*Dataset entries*
[Start of section]

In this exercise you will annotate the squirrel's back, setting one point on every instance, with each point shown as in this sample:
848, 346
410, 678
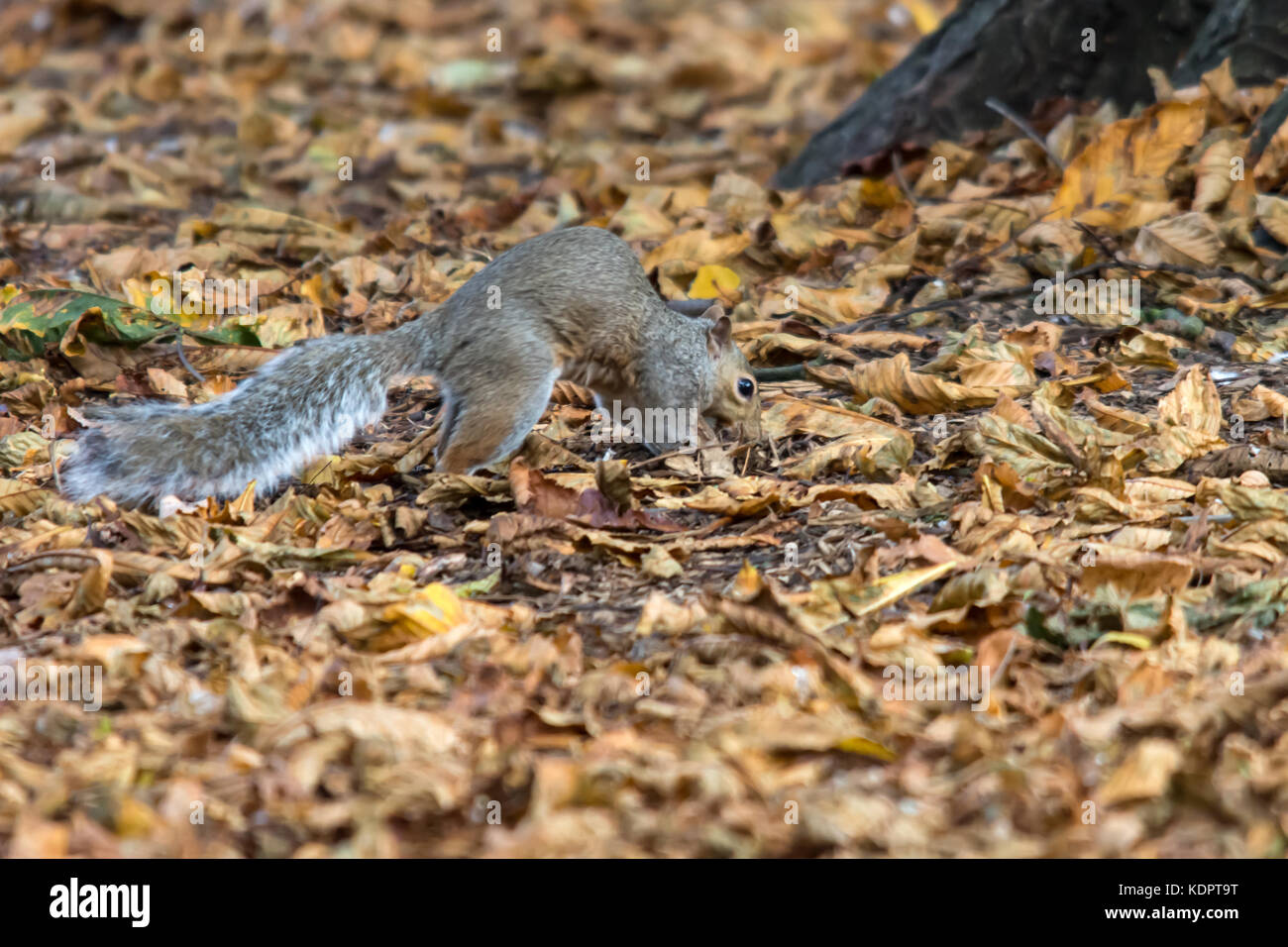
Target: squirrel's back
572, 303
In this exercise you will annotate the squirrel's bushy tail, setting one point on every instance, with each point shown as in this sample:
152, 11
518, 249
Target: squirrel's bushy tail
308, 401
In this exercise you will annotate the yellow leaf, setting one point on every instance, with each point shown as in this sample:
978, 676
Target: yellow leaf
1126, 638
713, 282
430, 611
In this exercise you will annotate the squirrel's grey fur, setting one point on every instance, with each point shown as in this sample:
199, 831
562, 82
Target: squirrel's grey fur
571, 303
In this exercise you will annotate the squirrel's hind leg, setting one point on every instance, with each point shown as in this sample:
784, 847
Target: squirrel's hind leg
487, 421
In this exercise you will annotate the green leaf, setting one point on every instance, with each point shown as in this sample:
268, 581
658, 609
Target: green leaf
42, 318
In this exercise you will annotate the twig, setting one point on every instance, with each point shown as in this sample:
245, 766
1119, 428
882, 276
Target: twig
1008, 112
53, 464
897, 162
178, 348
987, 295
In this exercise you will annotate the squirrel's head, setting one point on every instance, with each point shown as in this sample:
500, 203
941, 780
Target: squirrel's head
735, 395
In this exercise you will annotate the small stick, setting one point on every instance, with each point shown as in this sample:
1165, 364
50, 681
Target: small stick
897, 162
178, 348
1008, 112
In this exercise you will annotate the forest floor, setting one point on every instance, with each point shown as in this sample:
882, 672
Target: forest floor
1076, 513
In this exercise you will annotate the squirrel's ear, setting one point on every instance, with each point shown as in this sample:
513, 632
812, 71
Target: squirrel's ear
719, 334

[End of section]

*Assignment*
Each entry should be output word for word, with no pictures carried over.

*Output for this exercise*
In this exercise you will annotate the squirrel's back, setting one point on every instance, with each point shown as in this sample:
848, 346
410, 678
Target: squirrel's back
572, 303
In this exercise you will annotate the squirrel's bushy tail, setting one point on every instance, with each point shown as in this sample:
152, 11
518, 249
Target: squirrel's bushy tail
308, 401
In this exercise you will annotate the yellow leaf, setting one point on every instance, with each point shown as in this sample:
978, 676
Target: yellow leaf
1126, 638
713, 282
430, 611
In this exercise you will annotate the squirrel's grey fur, setting one point on every instance, with each point shown as in this sample:
199, 831
562, 82
Target: squirrel's grey fur
571, 303
In this exercise you will annotate the squirrel's hind leg, setting one point on every instance, with each point shown as in this sample:
784, 847
Target: squirrel's hind leg
487, 421
In this exercise you will annotate the green leaf, setting one point on every instance, with each point shown as in this sample:
268, 581
658, 609
Target: green leaf
42, 318
In this exercise you will annotate the twig, setting one point on every instance, with each point shown as in this sample:
245, 766
1119, 428
882, 276
Target: twig
1008, 112
53, 464
897, 162
178, 348
987, 295
In this exercise you will annotate the squirrel's head, setting one point on every instance, with each point shown as in this sample:
500, 203
941, 780
Target: squirrel's head
735, 395
In this exercise you will annotate the small stick, setting one point on every instance, with each point shown as in this sample:
1165, 364
50, 681
Target: small stick
897, 162
178, 348
1008, 112
In this exercise you will annotate the forest floor, setting one point on every instance, with each point shown as in this sample:
882, 672
Target: forest floor
1076, 513
In this exercise you will annotate the squirrel's ear, setting one point on every instance, with each point shown as in this sample:
513, 632
812, 71
Target: squirrel's ear
719, 334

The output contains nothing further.